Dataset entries
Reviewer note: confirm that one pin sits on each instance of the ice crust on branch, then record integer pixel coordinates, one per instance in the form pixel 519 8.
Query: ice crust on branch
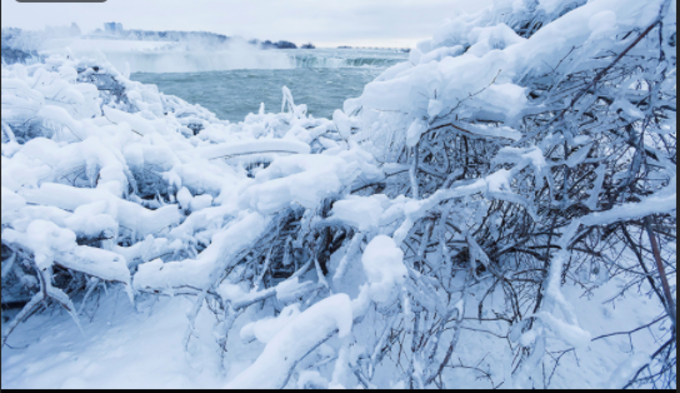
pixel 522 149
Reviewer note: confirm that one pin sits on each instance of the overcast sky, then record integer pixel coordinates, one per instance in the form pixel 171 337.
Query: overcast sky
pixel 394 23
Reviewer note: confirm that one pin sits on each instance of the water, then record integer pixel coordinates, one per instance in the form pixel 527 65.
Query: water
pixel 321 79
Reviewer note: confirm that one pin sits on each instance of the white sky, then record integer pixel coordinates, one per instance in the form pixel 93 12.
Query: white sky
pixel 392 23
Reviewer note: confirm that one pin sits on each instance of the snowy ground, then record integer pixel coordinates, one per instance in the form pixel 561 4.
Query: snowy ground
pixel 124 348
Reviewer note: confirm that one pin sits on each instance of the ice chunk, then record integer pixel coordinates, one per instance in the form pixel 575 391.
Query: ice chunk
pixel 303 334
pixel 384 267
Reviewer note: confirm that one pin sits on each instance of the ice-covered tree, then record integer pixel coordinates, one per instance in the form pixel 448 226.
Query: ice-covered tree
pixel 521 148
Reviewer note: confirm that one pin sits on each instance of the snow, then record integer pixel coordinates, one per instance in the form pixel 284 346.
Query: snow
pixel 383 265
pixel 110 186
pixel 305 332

==

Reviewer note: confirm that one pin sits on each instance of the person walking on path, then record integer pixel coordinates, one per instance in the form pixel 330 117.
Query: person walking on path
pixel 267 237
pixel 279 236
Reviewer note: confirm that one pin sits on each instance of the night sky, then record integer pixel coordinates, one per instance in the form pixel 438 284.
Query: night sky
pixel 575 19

## Instructions for the task
Copy the lines verbatim, starting at the line that contains "pixel 561 4." and ending after the line that contains "pixel 124 348".

## Full output
Reviewer note: confirm that one pin sits on each instance of the snowy ground, then record integer pixel coordinates, one per instance in the form pixel 561 4.
Query: snowy ground
pixel 124 348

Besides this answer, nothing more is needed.